Scan the data below for the string "dining". Show every line where it turns up.

# Material supplied

--------------------------------------------------

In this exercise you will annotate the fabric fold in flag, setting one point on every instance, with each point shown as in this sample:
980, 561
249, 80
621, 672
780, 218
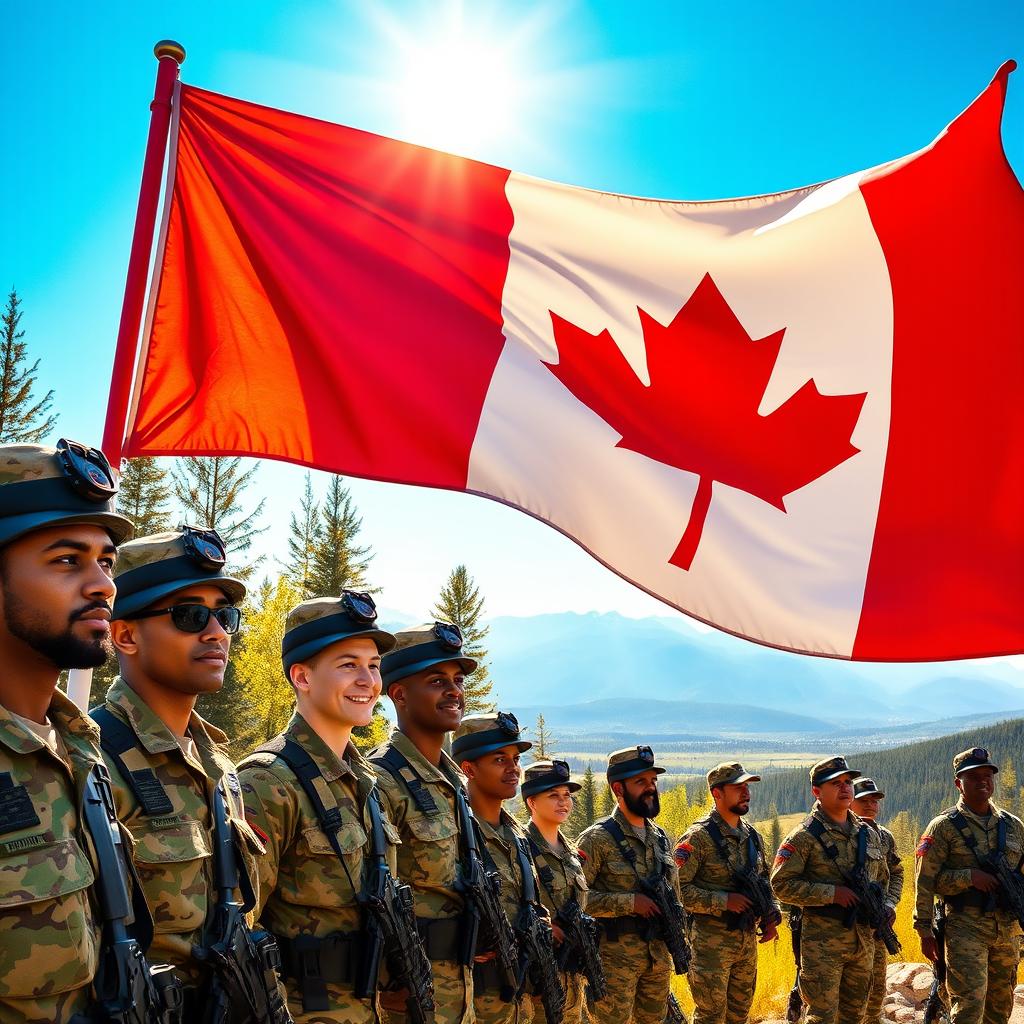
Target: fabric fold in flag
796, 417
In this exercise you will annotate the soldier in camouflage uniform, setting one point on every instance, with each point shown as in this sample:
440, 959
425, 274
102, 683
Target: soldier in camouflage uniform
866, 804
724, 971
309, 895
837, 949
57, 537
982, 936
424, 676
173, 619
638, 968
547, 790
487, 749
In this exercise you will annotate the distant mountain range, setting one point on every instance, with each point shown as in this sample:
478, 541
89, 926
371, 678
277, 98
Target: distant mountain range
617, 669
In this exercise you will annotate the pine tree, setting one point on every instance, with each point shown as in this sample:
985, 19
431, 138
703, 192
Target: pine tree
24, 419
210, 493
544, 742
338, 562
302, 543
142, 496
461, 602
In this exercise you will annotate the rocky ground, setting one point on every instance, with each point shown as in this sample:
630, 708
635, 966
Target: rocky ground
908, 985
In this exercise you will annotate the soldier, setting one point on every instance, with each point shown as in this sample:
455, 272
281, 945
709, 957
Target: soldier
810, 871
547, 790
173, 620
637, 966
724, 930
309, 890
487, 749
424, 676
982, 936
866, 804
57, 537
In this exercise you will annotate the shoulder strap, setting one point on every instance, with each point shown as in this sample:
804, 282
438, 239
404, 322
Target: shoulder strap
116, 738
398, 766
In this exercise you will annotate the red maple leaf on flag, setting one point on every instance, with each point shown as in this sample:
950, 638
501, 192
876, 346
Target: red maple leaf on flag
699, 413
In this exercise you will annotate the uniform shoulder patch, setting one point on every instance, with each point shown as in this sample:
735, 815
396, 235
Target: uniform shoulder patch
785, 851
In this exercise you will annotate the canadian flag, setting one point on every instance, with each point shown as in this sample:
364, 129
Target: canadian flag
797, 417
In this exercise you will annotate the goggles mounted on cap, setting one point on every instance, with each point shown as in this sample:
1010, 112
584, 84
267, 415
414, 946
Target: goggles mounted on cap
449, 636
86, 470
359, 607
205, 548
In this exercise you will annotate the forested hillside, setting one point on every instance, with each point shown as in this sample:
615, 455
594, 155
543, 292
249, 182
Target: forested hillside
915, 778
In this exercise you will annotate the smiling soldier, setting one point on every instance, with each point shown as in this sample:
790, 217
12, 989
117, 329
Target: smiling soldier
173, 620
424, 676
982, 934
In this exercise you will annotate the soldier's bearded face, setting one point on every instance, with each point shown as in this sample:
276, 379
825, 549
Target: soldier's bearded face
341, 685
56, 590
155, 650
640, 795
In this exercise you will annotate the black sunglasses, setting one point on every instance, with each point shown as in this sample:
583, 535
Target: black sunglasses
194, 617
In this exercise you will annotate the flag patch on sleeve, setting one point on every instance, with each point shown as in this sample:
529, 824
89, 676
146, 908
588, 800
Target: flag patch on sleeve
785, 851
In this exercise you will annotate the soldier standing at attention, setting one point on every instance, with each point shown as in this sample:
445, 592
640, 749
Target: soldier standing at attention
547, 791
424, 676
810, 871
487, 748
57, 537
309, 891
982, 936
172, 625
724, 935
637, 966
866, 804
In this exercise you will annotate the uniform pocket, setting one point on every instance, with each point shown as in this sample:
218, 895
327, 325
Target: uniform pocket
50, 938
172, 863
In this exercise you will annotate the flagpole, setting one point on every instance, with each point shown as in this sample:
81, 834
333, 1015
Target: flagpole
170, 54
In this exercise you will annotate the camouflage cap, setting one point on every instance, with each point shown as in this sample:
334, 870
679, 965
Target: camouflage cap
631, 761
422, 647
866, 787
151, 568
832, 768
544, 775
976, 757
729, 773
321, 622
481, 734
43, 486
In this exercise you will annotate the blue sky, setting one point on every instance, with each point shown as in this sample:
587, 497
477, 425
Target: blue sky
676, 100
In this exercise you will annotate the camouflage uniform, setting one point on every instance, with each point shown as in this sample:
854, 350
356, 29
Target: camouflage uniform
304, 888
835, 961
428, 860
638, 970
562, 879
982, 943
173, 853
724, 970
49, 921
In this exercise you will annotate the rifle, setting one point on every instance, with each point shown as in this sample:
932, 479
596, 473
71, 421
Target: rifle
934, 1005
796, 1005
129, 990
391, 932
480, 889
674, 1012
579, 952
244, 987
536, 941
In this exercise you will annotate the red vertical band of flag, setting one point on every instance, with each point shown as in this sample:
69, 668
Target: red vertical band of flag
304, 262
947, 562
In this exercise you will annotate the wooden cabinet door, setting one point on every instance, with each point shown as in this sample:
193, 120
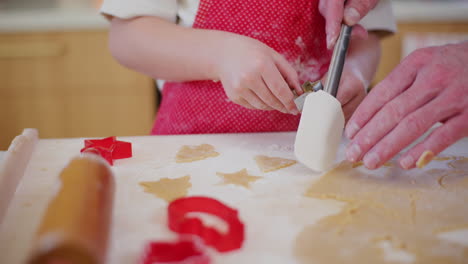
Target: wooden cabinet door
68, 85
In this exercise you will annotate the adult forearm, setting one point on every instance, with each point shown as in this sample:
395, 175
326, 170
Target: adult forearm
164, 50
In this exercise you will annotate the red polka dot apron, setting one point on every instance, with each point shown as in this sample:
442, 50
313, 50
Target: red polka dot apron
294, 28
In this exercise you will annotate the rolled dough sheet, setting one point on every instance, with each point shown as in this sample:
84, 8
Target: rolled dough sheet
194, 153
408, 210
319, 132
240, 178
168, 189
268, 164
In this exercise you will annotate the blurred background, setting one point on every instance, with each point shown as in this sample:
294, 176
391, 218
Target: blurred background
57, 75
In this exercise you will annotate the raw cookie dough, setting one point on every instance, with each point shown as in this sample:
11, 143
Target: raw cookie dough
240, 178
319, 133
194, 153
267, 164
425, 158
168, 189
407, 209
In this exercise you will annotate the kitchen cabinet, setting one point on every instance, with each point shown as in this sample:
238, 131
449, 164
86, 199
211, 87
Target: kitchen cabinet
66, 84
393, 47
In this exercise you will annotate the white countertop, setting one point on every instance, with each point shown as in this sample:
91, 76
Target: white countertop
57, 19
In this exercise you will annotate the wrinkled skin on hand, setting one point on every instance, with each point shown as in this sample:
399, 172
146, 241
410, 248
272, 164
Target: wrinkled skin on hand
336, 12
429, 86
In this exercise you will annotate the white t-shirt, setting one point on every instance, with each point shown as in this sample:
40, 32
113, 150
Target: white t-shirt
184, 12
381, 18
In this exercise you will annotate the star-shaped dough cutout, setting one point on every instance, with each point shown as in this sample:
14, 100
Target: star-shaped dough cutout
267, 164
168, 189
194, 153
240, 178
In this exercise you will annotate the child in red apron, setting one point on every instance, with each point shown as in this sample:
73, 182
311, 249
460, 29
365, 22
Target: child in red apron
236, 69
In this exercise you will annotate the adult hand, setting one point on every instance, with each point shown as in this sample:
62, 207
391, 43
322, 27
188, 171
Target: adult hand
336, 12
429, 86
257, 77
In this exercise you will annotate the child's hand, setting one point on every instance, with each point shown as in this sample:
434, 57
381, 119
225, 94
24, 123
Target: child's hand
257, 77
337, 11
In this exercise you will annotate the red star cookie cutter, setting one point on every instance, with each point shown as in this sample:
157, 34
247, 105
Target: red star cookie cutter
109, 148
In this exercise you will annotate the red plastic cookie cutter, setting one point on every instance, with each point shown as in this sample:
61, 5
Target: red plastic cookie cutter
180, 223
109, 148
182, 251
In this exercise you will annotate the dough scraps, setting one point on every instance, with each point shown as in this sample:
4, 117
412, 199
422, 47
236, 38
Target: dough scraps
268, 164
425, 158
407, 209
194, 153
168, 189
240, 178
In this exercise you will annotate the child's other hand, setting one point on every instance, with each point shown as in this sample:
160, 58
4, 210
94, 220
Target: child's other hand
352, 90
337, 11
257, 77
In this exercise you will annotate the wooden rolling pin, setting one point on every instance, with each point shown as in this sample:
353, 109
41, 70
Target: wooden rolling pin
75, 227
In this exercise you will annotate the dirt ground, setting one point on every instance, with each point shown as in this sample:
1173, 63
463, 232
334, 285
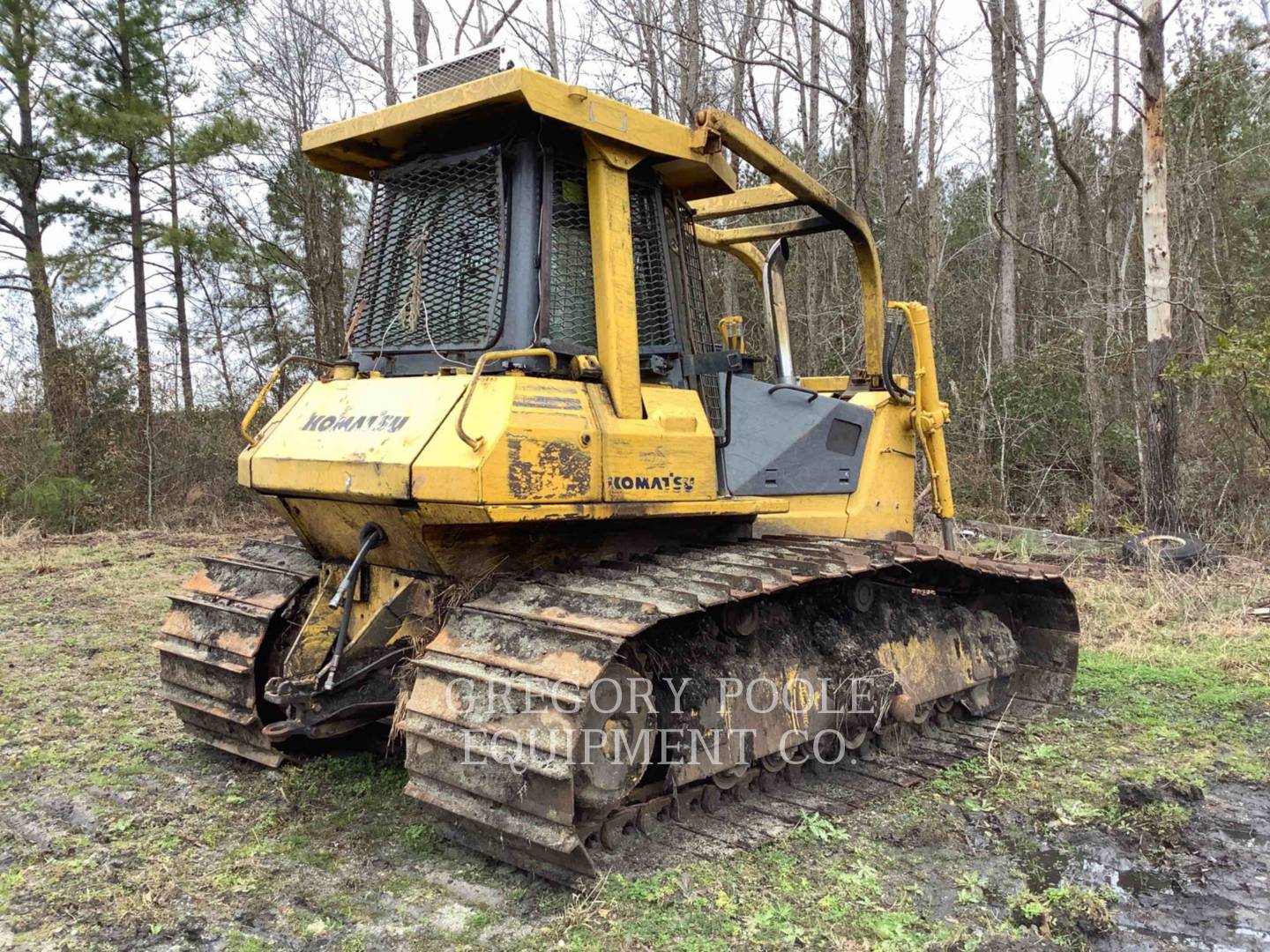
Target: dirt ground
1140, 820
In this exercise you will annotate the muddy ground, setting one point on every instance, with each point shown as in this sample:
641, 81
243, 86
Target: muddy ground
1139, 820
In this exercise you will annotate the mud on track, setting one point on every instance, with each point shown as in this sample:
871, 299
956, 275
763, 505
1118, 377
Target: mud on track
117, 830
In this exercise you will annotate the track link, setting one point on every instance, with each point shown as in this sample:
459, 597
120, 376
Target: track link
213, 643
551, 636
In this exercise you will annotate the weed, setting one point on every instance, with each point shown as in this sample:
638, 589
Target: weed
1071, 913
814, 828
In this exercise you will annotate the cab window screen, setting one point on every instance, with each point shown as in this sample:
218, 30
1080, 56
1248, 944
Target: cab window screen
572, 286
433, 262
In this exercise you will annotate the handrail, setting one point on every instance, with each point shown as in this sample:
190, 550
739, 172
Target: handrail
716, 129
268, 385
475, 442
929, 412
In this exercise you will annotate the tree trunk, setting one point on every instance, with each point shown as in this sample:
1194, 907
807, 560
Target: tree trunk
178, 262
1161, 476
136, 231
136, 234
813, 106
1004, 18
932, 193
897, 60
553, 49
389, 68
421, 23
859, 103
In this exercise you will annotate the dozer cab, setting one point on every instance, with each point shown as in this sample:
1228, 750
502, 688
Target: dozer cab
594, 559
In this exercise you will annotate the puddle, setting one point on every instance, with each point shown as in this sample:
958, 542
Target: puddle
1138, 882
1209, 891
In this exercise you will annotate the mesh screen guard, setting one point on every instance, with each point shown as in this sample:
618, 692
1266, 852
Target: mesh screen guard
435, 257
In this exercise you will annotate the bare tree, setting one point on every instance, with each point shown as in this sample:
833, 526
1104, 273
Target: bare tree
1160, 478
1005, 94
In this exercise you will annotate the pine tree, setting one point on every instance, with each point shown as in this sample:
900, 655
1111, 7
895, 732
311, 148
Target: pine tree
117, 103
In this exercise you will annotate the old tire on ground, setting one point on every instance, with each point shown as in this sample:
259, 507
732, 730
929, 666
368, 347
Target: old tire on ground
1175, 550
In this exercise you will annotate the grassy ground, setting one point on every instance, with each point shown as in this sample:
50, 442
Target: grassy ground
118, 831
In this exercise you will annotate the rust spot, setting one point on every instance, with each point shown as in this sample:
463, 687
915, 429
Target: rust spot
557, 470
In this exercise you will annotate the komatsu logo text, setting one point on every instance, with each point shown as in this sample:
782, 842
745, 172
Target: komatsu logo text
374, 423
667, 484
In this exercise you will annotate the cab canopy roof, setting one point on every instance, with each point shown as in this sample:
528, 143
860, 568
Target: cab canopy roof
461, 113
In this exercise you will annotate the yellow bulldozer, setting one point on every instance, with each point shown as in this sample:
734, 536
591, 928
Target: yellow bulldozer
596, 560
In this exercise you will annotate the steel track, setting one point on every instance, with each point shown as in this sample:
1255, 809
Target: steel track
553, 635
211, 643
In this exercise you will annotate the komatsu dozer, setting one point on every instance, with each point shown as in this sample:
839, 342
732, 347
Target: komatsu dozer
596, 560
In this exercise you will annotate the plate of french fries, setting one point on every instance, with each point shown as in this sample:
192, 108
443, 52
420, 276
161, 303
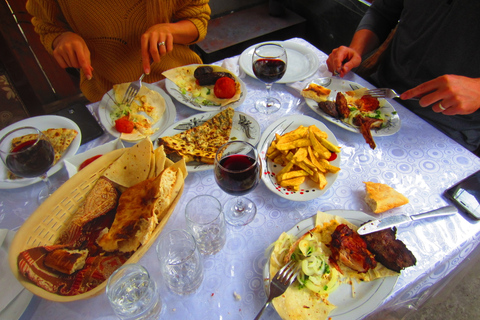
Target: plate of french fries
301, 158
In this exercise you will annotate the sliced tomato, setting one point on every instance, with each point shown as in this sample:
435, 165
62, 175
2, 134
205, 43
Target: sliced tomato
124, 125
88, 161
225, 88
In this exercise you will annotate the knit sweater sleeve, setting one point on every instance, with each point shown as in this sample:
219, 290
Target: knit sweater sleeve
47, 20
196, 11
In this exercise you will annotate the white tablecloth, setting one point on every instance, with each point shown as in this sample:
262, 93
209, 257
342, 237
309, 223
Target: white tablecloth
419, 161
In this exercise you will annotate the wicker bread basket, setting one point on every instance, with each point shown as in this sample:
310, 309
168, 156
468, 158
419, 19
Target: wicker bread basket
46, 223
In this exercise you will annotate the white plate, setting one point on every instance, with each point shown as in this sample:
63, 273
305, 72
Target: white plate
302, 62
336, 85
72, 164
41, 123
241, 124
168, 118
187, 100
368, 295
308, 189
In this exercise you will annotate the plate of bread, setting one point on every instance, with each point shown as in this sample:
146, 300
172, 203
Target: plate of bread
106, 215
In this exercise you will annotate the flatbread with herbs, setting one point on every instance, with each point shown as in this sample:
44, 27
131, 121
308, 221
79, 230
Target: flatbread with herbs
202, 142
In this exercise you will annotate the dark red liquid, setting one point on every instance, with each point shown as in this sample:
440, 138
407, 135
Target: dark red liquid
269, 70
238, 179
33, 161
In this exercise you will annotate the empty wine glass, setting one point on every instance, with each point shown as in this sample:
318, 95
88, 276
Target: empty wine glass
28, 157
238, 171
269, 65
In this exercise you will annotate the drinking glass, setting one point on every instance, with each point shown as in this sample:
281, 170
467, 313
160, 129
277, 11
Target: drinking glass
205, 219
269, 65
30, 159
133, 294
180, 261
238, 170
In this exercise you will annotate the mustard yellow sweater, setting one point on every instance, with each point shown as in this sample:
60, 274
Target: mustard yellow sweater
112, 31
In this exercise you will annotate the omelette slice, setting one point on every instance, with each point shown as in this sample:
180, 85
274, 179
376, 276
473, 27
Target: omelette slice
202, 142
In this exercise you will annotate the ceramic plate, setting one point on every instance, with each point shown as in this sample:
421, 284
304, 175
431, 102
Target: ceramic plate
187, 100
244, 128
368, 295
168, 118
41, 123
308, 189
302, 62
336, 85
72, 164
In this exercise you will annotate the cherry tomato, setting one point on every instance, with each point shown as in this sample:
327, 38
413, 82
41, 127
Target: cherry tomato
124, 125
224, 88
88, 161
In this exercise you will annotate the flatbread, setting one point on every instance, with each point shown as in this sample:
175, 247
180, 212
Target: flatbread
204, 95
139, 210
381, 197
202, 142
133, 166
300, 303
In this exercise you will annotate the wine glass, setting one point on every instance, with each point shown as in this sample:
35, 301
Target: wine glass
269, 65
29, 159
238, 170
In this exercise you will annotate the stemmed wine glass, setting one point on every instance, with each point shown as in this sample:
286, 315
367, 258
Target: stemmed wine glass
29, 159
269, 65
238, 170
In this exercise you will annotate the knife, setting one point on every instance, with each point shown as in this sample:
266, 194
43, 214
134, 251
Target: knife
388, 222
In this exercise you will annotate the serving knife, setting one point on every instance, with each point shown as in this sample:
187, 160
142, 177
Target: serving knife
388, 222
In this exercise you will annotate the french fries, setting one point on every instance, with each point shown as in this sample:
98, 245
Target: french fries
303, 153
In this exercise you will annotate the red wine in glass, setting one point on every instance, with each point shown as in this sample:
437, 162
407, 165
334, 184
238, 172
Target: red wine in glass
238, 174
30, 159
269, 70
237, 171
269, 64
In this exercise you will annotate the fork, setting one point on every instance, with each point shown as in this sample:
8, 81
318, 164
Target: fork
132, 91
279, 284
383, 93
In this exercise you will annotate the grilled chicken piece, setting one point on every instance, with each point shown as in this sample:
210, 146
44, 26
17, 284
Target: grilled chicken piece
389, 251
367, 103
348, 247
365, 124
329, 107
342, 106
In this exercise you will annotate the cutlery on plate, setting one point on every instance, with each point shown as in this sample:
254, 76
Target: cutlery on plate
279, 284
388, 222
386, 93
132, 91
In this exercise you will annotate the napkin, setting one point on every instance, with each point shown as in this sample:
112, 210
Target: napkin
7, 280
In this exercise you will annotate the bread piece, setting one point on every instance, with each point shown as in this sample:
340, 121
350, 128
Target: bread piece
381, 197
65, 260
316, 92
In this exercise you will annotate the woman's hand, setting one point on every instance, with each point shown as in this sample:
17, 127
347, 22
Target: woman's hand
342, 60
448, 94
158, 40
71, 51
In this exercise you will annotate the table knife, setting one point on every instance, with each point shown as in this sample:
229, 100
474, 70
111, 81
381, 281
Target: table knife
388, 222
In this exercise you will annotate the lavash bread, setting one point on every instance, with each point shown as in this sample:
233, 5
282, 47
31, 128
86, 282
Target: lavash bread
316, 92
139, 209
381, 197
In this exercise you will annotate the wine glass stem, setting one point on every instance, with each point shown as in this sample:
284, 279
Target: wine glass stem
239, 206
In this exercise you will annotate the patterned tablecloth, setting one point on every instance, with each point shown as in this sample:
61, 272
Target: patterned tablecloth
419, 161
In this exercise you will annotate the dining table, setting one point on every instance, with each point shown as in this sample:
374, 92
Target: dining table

--------------------------------------------------

# Output below
In this exercise you will annotate the dining table, setting one point on every instance, with each point shown as in this sample:
Target: dining table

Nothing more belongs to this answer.